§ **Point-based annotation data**
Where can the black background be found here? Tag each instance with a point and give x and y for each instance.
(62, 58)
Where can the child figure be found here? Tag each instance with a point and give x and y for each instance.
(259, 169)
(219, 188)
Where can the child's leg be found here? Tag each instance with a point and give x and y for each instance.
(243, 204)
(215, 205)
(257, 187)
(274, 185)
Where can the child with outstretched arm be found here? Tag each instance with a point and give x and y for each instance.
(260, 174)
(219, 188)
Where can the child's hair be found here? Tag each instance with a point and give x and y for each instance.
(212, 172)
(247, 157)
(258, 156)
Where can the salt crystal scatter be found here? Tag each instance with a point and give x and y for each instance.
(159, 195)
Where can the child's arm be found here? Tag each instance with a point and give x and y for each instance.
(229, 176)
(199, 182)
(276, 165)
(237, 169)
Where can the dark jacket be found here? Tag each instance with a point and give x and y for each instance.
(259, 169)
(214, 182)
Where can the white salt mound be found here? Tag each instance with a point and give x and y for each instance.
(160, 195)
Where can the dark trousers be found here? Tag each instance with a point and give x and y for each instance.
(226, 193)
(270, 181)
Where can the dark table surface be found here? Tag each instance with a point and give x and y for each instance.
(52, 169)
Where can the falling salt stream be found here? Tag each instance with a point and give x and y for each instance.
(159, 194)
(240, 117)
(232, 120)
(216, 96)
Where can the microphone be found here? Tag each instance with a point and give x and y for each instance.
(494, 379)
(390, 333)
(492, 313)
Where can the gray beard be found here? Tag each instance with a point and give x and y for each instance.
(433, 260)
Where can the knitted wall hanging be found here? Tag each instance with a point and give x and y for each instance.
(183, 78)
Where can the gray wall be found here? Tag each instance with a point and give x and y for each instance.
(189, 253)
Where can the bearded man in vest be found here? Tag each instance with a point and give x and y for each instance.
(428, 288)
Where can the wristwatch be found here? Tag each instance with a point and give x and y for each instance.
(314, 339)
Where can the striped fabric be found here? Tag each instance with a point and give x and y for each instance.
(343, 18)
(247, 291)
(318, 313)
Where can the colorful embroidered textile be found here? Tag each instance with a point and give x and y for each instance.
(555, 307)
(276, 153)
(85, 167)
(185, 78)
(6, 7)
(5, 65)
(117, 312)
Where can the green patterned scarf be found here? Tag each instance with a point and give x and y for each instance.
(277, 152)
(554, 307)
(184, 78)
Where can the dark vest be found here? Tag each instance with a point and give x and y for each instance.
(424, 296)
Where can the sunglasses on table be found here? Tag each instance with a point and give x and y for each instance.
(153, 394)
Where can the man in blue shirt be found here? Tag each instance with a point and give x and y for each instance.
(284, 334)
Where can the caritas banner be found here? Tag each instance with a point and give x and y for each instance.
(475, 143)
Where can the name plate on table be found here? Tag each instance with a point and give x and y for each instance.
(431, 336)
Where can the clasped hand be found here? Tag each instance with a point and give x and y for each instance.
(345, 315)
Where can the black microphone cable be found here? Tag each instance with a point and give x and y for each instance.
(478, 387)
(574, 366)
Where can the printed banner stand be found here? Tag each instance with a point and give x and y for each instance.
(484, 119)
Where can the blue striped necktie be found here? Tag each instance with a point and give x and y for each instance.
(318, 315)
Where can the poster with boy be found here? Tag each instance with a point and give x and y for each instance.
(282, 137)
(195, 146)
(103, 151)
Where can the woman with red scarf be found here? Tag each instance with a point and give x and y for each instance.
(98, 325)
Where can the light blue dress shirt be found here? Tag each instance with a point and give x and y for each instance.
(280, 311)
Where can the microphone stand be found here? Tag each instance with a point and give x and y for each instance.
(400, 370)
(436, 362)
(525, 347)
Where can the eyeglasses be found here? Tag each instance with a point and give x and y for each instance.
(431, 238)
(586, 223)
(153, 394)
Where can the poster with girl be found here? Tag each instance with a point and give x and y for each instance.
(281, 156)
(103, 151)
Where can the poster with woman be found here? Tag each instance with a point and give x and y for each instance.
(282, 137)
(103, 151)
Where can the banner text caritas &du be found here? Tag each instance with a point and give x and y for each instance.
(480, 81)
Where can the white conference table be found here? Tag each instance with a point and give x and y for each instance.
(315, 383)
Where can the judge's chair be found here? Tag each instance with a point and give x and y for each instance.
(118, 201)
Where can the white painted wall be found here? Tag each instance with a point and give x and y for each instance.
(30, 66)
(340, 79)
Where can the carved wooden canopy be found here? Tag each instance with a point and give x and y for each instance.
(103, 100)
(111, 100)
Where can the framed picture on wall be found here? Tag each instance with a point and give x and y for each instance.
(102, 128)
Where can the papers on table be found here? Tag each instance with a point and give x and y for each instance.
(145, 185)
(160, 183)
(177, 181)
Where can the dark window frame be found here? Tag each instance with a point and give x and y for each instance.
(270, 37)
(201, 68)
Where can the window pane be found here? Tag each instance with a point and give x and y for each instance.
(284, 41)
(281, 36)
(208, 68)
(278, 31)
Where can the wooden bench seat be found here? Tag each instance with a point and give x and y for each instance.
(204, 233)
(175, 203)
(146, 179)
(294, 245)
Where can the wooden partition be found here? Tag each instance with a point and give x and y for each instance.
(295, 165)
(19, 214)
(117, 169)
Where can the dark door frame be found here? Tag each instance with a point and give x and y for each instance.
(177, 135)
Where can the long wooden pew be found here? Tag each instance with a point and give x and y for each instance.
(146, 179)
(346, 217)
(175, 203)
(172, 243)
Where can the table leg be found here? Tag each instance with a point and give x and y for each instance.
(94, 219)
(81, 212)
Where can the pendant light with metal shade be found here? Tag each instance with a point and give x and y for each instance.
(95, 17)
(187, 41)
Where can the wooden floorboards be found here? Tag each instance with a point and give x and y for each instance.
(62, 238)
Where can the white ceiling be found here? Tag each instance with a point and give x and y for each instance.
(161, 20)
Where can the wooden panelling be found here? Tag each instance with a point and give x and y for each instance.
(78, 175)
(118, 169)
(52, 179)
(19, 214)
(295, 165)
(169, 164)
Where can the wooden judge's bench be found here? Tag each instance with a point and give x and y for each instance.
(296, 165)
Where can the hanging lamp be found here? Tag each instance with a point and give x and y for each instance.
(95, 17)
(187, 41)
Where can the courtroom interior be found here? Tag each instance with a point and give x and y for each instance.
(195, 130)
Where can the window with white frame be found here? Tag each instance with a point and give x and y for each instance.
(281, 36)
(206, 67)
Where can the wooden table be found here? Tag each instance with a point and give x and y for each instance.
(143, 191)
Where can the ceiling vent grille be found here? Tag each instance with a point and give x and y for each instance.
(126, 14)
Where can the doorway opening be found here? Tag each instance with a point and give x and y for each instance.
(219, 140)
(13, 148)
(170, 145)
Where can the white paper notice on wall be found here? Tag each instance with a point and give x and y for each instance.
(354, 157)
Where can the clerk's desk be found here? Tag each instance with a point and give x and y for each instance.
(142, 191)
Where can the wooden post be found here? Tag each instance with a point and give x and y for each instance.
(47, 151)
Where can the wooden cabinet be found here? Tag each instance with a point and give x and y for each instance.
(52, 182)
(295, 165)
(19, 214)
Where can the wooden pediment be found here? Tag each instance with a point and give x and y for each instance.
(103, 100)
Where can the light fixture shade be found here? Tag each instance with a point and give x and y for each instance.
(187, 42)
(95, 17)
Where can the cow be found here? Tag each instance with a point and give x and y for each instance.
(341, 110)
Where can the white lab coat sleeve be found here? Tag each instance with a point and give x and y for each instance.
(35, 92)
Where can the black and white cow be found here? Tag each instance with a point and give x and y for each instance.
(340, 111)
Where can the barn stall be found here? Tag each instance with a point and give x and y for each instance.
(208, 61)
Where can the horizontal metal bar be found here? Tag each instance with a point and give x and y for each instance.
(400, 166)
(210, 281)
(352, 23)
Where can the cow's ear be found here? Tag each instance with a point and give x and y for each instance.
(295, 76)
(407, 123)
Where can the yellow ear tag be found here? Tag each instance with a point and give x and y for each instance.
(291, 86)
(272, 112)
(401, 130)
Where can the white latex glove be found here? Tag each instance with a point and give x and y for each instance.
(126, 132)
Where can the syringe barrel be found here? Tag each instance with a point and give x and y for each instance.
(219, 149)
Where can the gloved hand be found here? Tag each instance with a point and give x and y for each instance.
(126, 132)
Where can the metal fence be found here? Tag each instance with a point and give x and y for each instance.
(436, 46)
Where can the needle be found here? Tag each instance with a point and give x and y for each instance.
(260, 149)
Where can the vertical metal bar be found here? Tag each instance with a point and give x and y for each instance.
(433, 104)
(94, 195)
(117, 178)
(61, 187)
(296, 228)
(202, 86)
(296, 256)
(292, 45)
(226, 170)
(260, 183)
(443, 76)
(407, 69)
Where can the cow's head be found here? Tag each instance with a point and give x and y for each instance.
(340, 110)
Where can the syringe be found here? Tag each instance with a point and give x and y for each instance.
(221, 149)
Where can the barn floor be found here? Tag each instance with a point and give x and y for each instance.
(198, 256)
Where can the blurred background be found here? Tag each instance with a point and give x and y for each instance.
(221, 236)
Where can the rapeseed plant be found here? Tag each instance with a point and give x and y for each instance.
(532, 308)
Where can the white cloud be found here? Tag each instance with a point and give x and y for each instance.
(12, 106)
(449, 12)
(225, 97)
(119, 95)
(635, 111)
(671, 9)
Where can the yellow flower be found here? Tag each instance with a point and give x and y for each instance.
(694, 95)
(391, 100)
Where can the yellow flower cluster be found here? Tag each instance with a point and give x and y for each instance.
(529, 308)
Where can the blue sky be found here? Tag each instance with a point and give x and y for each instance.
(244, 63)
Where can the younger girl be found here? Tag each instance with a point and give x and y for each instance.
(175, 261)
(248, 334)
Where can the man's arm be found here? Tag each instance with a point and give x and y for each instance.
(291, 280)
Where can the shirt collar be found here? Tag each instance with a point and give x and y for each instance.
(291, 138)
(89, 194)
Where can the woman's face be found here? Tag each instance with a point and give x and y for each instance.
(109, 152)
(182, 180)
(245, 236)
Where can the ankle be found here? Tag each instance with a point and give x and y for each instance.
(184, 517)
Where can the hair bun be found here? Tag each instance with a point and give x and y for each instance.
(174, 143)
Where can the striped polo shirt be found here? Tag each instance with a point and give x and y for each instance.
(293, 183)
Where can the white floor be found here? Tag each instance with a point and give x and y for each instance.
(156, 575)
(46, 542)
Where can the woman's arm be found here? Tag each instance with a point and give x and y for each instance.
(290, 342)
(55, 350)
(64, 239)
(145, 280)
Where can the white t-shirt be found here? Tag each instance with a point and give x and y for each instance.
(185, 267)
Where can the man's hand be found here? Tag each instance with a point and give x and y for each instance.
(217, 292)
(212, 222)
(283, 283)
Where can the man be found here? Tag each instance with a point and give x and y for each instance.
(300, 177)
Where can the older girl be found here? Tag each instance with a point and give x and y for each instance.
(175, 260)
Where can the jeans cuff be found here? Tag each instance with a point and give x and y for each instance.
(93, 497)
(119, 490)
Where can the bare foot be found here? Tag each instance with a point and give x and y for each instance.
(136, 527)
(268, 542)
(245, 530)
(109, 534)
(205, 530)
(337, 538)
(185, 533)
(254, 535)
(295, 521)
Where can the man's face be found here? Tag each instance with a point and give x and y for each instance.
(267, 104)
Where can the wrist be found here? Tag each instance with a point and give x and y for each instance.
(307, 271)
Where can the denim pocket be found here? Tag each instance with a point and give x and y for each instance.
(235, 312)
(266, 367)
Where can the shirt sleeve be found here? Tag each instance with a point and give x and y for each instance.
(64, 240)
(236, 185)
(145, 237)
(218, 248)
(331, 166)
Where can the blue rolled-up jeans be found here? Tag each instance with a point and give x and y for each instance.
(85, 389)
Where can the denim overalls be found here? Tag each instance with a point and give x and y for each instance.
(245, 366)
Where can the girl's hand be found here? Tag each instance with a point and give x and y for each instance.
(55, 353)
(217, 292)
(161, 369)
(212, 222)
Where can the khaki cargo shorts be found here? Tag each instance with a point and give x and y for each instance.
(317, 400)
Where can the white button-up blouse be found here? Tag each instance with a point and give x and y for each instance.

§ **Written problem**
What needs duplicating is the run of lines from the one containing "Where can the denim overalls" through the last line of the entries above, exact and complete.

§ **Answer to this task**
Where can the denim overalls be found here? Tag each instance with a point and give x and y for each instance.
(245, 366)
Where can the girl's hand be found here? Tag each instance with a point and give x and y for each instance.
(55, 353)
(217, 292)
(161, 369)
(212, 222)
Where can the khaki cargo shorts be found here? Tag each instance with a point and give x and y for each instance.
(317, 400)
Where can the white button-up blouse be found here? Tag each instance with a point and give x and y for each instance.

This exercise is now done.